The Prime Russian Magazine

М. С.

Вы же изначально эмигрировали из СССР в Америку, как получилось, что Вы оказались в Париже?

Ю. М.

В 83 году мы с женой предприняли безумный скачок – то есть фактически решились на вторую эмиграцию. Нам удалось перебраться с некоторыми потерями, но Франция приняла нас удивительно. Вообще-то французы не очень любят, когда к ним приезжают из США, – это совершенно несравнимые общества. Помогло, что к тому времени по-французски уже вышла книга рассказов и сокращенный вариант «Шатунов».

М. С.

Кто же его сокращал?

Ю. М.

Издательство. Во внутренней рецензии написали, что человечество еще не готово к такого рода литературе.

М. С.

А что именно вырезали?

Ю. М.

Я уже подзабыл – помню, что был сокращен весь философский подтекст, ну и некоторые крайние сцены, например, между Сонновым и одной из героинь, которая умирает, а он ей овладевает. Но глава французского Пен-клуба Рене Тавернье, удивительный человек и писатель, оценил эту книгу и написал министру культуры, что-де автор крупный писатель и он должен жить в Париже. Это подействовало, и мы получили все необходимые бумаги и права.

М. С.

Что было самым удивительным в Париже по сравнению с Америкой?

Ю. М.

Знаете, я как-то шел по улице и был потрясен – французские рабочие вдруг прервали работу и стали курить, в Америке такое невозможно. Человек там придаток к деньгам, а тут деньги средство, как оно и должно быть. Французы при всем своем гедонизме очень свободные люди. Особый аромат парижских кафе – это было что-то невероятное, словно вы входите в какой-то красивый дом. Париж в какой-то мере создан для женщин. Потому что присутствие красоты повсеместно. Этот культ кафе растрогал и одомашнил – всегда можно выйти выпить кофе или вина, порой по два-три раза в день. Сама еда воспринимается как возможность беседы и контакта. Это, кстати говоря, очень похоже на русский подход. Франция единственная в мире страна, где обеденный перерыв длится два часа, а иногда и дольше. Это своего рода маленький клуб. И меня удивило, что в обеденный перерыв люди пьют красное вино. То есть на работу выходят немного выпивши, и это не возбраняется – в Америке такое было немыслимо. Французы всегда умели отключиться от современной цивилизации с ее меркантилизмом и гнетущими ритмами. Короче, мы сразу почувствовали на себе этот афоризм, что русским хорошо в Париже.

[МАТЕРИАЛ]
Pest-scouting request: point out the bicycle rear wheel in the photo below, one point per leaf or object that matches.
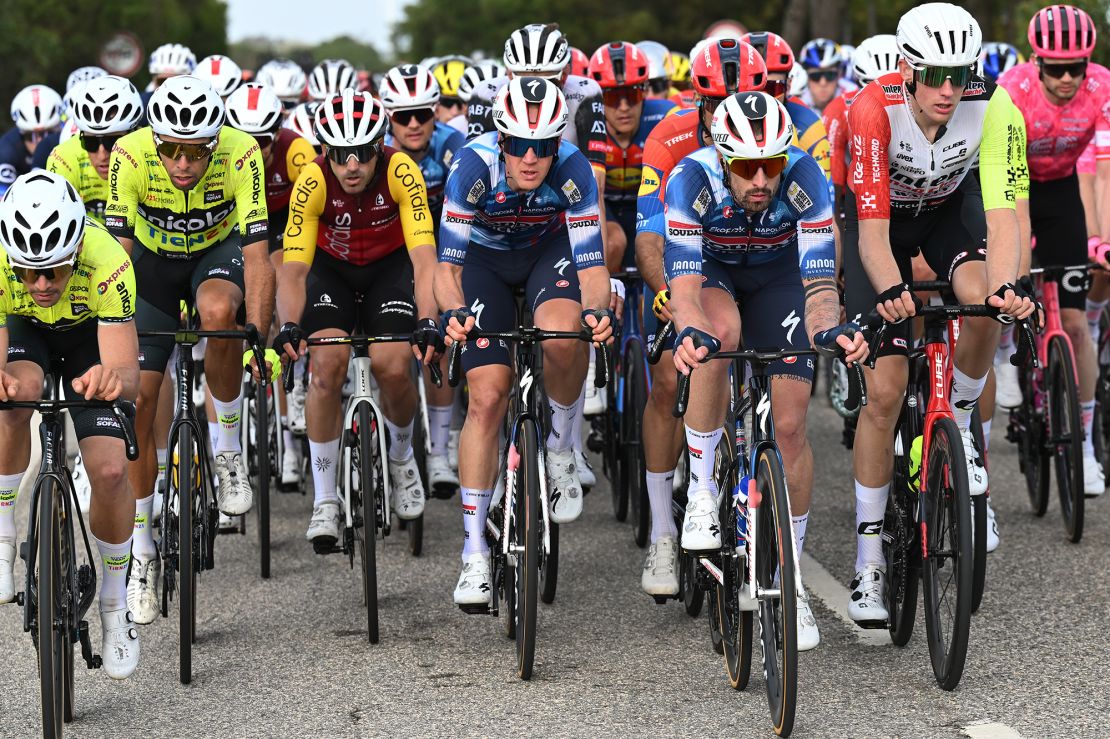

[ЗАДАНИЯ]
#1 Переведите на английский это предложение из интервью: «Франция единственная в мире страна, где обеденный перерыв длится два часа, а иногда и дольше».
#2 Ответьте по интервью на вопросы:
(а) В каком году Ю. М. с женой решились на вторую эмиграцию?
(б) Кто написал министру культуры, что автор должен жить в Париже?
(в) Что, по словам Ю. М., люди во Франции пьют в обеденный перерыв?
#3 Напишите продолжение интервью после последней реплики.

[ОТВЕТЫ ПО ПОРЯДКУ]
#1 France is the only country in the world where the lunch break lasts two hours, and sometimes even longer.

#2
(а) В 83 году.
(б) Глава французского Пен-клуба Рене Тавернье.
(в) Красное вино.

#3
М. С.

В Париже Вам, очевидно, уютнее писалось? Самые страшные Ваши рассказы – например, «Кругляш» – они все-таки про Нью-Йорк.

Ю. М.

Писалось лучше, но, кстати, «Кругляш», как и все американские рассказы, написан как раз в Париже. Собственно, в Америке мы тоже сошлись с замечательными людьми, просто в США все зарождается по типу контраста. А контраст один – между массами и духовной жизнью одиночек. Дух американской цивилизации слишком контрастен по сравнению с русской и европейской. В 80-е годы, когда мы переехали, различий было больше – сейчас это исчезло, Европа американизировалась в значительной степени.

М. С.

А что поменялось в Европе?

Ю. М.

Идет процесс духовной инволюции – это связано с торжеством культуры, рассчитанной в первую очередь на подростков.

М. С.

Не странно, что взрослые люди практически становятся жертвами подростковой культуры?

Ю. М.

Все потому, что параллельно идет определенный упадок культуры в целом. Это связано с более сложным процессом – на рациональном уровне он не объясним. Если мы сравним европейсую литературу первой половины, мы увидим очевидную примитивизацию. Но это явления временные – все меняется быстро, циклы сменяют друг друга, и сейчас мы находимся на переломном моменте, я уверен что через 200–300 лет вы не узнаете этот мир, так изменятся люди. Одна француженка, писательница, ее зовут Анна, забыл фамилию, написала роман – он ни на что не похож. Роман она написала в России. Она сказала, что здесь что-то типа воронки духа, атмосферы, которая способствует созданию великих вещей. Тут есть момент какого-то контакта с Европой и Францией, потому что европейская культура, видимо, тоже в какой-то момент будет подниматься. Так же как, скажем, в конце XIX века, когда перевели всех русских – Толстого, Чехова, Достоевского. Собственно, русскую литературу открыли французы – они первые стали переводить, а за ними уже вся Европа ахнула. Европа была потрясена тем философским подтекстом, который там лежал, – и он был нужен Европе, этот подтекст. Потому что он заполнял то, что Европа в тот момент начинала терять.

М. С.

В шестидесятые годы в Вашем знаменитом Южинском кружке какое место занимала французская литература? Тот же Евгений Головин переводил Рембо и Барбе д`Оревильи.

Ю. М.

Конечно, мы были в курсе всего. Во-первых, в советское время всю классику переводили. Современных авторов не слишком жаловали, а классику переводили со страшной силой. Того же Рабле. Впрочем, у Рабле же книга зашифрованная, это ведь алхимический трактат по сути.

М. С.

А Вы тогда Рабле воспринимали в чистом виде или уже через призму бахтинских исследований?

Ю. М.

Да, для нас это, скорее, был такой постбахтинский Рабле. Но меня-то лично вообще больше трогал Флобер.

М. С.

А кому, кстати, Вы подражали в молодости как писатель?

Ю. М.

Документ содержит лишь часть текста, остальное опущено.